Point annotation records
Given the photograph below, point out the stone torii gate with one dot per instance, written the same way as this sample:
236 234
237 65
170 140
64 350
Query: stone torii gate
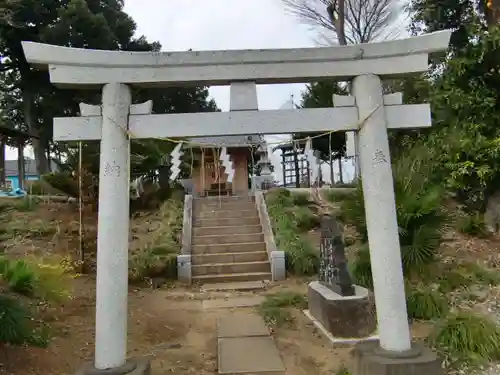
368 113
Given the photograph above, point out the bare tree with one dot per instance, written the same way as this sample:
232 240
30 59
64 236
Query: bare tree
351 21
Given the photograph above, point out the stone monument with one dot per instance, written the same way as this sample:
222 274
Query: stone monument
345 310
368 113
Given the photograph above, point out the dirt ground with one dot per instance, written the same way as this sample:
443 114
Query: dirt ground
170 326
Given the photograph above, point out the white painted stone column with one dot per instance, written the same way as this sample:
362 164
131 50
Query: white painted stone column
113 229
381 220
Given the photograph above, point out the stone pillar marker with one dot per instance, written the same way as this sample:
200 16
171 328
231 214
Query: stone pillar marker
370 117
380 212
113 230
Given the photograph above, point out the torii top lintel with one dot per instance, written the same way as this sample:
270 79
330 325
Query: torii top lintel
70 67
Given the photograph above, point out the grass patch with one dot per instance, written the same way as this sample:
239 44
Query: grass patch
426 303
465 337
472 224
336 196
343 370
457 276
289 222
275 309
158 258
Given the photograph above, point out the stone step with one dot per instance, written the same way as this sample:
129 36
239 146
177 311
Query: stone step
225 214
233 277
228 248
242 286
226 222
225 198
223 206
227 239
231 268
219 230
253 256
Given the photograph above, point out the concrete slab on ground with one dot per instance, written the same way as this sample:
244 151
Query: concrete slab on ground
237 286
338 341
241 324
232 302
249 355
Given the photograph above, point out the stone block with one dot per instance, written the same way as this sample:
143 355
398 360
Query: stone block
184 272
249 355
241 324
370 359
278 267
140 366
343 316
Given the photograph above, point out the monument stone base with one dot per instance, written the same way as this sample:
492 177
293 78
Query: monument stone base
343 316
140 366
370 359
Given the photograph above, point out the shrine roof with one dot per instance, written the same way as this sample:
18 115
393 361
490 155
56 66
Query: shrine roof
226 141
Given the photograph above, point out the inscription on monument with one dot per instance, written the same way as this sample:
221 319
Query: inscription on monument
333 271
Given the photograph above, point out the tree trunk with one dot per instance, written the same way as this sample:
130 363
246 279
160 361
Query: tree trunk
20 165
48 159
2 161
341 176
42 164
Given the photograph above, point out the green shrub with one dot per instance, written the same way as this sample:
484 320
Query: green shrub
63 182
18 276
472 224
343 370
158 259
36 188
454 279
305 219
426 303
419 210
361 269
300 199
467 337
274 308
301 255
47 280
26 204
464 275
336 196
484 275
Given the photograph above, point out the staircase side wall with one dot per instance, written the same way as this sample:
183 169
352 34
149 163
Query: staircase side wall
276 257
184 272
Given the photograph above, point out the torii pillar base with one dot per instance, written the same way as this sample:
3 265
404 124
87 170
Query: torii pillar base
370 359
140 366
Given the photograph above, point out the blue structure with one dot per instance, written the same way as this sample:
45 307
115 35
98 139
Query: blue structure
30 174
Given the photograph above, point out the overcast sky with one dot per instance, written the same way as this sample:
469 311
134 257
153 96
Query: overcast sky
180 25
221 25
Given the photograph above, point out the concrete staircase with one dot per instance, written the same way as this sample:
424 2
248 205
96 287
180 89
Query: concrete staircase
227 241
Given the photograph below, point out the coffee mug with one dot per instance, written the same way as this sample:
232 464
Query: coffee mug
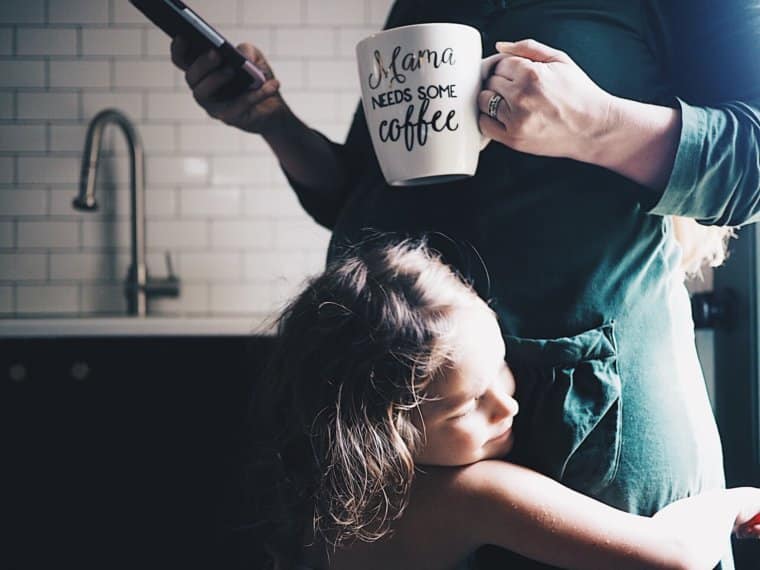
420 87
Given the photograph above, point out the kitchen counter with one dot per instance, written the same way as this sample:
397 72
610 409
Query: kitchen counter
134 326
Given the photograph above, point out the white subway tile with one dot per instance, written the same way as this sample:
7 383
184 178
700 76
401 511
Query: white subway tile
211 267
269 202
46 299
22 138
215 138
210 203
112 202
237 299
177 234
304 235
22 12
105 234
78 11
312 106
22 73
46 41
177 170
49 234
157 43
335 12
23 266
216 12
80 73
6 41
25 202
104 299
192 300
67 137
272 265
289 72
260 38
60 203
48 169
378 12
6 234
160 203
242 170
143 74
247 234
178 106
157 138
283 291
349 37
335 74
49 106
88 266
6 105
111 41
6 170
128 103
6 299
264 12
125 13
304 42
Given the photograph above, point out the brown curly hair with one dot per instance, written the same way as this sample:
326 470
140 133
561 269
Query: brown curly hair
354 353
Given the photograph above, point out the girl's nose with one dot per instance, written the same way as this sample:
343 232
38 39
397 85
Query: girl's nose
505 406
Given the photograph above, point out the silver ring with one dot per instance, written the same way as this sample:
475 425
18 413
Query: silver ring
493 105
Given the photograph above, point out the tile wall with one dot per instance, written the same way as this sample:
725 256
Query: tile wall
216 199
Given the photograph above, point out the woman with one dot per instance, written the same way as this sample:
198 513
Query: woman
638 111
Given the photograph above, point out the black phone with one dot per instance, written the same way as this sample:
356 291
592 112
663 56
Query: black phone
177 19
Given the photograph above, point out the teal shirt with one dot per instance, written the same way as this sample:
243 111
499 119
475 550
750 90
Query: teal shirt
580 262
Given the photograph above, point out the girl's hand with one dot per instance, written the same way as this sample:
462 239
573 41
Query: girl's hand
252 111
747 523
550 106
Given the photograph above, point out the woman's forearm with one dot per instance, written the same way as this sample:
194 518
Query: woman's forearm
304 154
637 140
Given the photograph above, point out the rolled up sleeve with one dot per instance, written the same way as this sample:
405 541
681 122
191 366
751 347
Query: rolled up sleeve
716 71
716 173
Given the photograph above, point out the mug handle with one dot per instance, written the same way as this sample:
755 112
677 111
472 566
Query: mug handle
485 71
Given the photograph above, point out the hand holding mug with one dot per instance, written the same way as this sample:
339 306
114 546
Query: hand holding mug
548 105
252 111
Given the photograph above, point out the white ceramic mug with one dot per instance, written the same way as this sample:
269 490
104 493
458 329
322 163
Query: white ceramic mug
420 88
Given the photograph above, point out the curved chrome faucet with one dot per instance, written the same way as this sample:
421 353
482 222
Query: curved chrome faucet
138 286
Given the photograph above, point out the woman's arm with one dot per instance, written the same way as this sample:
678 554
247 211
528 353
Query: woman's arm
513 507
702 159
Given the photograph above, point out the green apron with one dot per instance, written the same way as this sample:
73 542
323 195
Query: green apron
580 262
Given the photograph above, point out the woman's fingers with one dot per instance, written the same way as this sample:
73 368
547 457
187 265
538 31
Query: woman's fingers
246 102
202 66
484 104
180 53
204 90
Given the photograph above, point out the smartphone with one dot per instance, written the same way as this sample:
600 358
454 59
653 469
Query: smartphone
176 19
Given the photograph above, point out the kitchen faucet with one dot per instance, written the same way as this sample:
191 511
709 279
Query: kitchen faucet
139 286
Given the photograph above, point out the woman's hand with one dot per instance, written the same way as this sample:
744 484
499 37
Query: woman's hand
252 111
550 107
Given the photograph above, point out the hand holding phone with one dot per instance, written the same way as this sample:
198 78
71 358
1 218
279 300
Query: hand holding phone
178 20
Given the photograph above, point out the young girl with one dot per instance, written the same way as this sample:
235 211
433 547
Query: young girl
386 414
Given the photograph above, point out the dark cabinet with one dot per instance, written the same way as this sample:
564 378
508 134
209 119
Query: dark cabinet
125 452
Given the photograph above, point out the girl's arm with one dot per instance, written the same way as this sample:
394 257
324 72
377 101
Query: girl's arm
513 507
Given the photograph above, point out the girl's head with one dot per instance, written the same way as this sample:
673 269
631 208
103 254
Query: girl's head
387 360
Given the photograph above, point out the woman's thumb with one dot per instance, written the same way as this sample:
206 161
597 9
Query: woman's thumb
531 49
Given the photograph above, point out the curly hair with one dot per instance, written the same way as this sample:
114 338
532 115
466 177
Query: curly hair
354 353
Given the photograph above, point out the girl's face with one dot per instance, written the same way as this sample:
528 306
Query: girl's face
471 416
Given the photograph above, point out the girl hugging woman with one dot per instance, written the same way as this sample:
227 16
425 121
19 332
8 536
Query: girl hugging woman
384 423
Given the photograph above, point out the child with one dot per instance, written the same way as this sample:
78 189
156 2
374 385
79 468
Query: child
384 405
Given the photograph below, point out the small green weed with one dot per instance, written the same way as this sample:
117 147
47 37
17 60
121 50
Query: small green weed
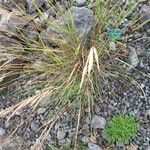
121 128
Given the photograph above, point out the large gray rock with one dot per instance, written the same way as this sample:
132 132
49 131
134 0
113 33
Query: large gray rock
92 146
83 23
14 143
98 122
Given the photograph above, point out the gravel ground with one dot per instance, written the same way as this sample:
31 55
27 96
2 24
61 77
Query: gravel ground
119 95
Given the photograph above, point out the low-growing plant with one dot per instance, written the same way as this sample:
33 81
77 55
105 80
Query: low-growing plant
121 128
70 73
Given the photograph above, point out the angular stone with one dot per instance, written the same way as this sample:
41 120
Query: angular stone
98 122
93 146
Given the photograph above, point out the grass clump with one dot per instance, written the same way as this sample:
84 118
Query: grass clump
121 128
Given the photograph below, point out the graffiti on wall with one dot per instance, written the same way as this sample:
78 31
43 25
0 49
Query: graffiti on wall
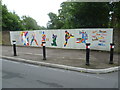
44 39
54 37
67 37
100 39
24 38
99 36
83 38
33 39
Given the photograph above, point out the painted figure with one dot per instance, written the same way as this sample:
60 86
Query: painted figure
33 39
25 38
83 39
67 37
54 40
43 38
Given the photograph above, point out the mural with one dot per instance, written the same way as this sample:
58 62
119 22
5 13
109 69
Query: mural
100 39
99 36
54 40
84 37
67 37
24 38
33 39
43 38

**WORK TO DO**
Can you quote exactly, and only, the lines from the one containing "Given the photograph below, point out the graffiti" through the last line of the records above, keeping both ends and leaving out any pictures?

**COMPLETE ANSWER**
Given the photograph below, point out the graffiti on wall with one dot per instance, written the same way as this sample:
78 31
43 25
0 49
Query: graffiti on wall
44 39
54 37
67 37
100 39
24 38
99 36
83 38
33 39
Given the photograph above, point out the painted figure with one dot per instance, written the same way as this sample:
60 86
Query: painted figure
33 39
25 38
83 39
67 37
54 40
43 38
Given the photograph above, point out the mural with one dot per instance, written the same way as this sample:
58 62
119 22
5 13
109 69
Query: mural
100 39
99 36
54 40
84 37
67 37
24 38
33 39
43 38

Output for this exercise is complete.